REQUIRED TASK -> How many lines in the entries below contain the string "front", with case counting? Give only the number.
===
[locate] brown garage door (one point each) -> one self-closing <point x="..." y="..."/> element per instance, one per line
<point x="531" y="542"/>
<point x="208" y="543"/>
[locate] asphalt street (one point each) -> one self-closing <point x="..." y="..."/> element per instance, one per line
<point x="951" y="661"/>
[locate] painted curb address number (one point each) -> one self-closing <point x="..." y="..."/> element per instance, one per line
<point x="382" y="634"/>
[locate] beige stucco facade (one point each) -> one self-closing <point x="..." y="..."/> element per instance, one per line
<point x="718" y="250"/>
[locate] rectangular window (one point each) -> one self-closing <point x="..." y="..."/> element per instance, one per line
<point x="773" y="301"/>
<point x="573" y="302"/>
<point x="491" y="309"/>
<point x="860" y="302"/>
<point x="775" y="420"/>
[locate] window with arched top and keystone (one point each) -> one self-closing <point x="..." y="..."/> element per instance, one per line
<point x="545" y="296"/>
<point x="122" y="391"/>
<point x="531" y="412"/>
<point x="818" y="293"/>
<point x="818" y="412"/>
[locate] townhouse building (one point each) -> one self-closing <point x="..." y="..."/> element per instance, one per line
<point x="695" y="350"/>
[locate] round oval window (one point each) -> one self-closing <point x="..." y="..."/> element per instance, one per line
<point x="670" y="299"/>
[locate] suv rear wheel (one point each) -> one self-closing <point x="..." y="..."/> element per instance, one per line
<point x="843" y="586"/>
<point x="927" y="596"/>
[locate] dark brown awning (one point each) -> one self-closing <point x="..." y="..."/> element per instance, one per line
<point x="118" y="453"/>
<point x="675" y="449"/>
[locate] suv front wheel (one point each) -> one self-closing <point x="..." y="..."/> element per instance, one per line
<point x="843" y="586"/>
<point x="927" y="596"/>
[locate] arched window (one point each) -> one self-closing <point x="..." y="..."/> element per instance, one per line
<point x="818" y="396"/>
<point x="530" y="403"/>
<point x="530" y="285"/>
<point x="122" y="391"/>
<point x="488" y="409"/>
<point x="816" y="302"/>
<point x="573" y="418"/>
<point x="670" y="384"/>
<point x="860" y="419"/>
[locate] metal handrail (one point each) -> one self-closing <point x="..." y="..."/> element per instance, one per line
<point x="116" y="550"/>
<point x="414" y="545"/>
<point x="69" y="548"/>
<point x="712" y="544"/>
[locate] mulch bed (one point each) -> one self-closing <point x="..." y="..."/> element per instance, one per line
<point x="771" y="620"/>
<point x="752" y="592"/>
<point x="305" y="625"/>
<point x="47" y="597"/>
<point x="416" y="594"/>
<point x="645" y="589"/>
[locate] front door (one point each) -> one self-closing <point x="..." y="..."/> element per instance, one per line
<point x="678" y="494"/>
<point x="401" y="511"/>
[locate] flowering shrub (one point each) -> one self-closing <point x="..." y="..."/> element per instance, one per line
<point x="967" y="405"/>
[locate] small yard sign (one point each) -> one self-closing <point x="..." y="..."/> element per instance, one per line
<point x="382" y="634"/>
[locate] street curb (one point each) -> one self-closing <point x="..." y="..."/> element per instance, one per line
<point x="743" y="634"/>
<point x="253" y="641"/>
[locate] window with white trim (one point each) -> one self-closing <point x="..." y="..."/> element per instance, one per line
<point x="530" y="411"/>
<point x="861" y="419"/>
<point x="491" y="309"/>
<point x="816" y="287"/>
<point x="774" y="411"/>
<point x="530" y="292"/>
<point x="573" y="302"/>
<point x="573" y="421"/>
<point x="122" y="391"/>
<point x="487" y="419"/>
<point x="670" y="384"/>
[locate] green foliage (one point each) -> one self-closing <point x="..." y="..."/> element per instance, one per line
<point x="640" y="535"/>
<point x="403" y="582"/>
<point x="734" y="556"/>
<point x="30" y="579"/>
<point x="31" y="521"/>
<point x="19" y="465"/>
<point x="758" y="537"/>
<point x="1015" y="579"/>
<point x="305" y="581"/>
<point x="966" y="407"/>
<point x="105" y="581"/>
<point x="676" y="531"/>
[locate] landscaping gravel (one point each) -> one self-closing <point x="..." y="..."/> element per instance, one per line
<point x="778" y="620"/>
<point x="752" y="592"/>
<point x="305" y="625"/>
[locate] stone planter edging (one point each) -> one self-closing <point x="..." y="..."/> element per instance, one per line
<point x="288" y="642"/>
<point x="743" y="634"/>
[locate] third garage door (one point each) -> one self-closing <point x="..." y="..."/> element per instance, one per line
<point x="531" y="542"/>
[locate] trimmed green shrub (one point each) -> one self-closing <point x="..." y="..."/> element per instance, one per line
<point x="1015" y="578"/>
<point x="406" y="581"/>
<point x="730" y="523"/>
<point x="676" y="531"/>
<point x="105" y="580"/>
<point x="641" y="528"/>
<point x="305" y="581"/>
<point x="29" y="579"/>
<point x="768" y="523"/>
===
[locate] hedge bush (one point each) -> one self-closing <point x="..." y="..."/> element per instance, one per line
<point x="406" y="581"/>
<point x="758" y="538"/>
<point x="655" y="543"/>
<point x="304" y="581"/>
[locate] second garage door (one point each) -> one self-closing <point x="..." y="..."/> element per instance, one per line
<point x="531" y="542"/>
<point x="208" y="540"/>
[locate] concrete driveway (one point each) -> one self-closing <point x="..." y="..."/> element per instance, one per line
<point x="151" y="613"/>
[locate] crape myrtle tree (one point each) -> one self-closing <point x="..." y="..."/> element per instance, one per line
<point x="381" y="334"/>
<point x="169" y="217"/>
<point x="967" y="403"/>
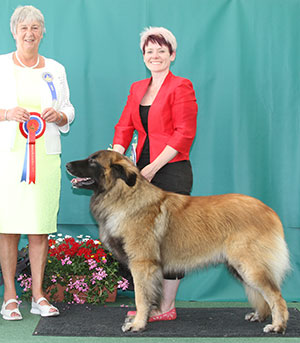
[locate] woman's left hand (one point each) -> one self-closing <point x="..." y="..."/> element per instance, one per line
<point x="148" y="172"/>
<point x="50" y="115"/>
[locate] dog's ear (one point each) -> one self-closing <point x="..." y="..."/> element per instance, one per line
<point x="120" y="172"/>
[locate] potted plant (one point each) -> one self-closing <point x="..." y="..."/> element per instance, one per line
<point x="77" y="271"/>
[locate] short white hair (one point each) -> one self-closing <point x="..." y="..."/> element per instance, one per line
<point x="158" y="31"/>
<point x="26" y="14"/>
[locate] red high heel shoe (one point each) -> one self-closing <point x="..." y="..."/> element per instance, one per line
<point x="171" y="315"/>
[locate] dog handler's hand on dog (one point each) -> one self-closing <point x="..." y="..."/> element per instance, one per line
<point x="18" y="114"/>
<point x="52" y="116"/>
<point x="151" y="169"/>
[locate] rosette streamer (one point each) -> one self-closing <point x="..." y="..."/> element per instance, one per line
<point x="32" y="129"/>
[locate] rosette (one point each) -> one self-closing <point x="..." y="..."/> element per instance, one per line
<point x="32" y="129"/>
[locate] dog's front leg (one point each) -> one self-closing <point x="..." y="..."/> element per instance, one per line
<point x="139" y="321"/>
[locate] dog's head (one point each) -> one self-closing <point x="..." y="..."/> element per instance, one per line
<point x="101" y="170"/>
===
RESPONSE TO THIS TASK -> 3